## WHAT THE TASK ASKS
Repeat the material below. Keep every line exactly as written.

## DATA TO USE
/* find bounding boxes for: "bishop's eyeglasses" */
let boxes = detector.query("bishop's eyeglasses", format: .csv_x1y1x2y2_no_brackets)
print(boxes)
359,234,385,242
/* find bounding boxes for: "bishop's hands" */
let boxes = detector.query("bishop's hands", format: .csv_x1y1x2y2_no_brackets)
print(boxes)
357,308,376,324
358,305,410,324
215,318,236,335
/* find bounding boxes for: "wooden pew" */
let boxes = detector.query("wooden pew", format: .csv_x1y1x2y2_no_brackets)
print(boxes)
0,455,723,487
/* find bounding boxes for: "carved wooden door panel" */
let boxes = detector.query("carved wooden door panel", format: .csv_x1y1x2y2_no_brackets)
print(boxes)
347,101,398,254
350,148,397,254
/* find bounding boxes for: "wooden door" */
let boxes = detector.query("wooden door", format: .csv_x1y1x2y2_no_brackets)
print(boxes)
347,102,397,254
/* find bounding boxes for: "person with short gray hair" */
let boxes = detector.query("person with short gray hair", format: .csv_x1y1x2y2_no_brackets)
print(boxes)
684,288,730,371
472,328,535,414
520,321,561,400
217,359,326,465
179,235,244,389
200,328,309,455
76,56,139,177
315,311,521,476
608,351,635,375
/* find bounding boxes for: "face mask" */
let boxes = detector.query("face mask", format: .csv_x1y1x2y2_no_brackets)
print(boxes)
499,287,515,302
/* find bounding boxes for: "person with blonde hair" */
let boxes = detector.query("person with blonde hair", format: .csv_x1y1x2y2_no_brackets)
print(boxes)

## OUTPUT
/* find bounding boxes for: "bishop's eyeglasses" */
let boxes = detector.query("bishop's eyeglasses", format: .csv_x1y1x2y2_no_brackets)
print(boxes)
359,234,385,242
/* find bounding boxes for: "bishop's hands" */
let boxes = detector.query("bishop's hands", format: .csv_x1y1x2y2_no_brackets)
print(boxes)
357,308,376,324
358,305,410,324
215,318,236,335
/* find bounding boxes for: "wooden pew" */
let boxes = detector.query("wooden pew", format: .csv_x1y1x2y2_no_brackets)
print(boxes)
0,455,723,487
/* find bounding boxes for: "carved wooden door panel" */
let boxes = detector.query("carved wooden door panel", format: .csv_x1y1x2y2_no_brackets)
print(boxes)
347,101,398,254
350,148,397,254
/* find bounding boxes for: "wooden door" */
let boxes = detector.query("wooden door", format: .csv_x1y1x2y2_no_brackets)
print(boxes)
347,102,397,254
/* find bounding boxes for: "person with short gray hair" */
let boxes = detector.query("person with short gray hair", format: .csv_x1y1x2y2_no_brackets)
print(boxes)
684,288,730,371
472,328,535,414
520,321,561,400
217,359,326,465
179,235,244,389
200,328,309,455
76,56,139,177
315,311,521,476
608,351,635,375
/* find bounding boxes for: "face mask" */
let boxes = detector.query("face mask", format: .csv_x1y1x2y2_no_brackets)
print(boxes)
499,287,515,302
/* find bounding boxes for: "person with blonde hair" */
let boxes = detector.query("person with blonde hair", format: .csv_x1y1x2y2_no_brackets)
print(boxes)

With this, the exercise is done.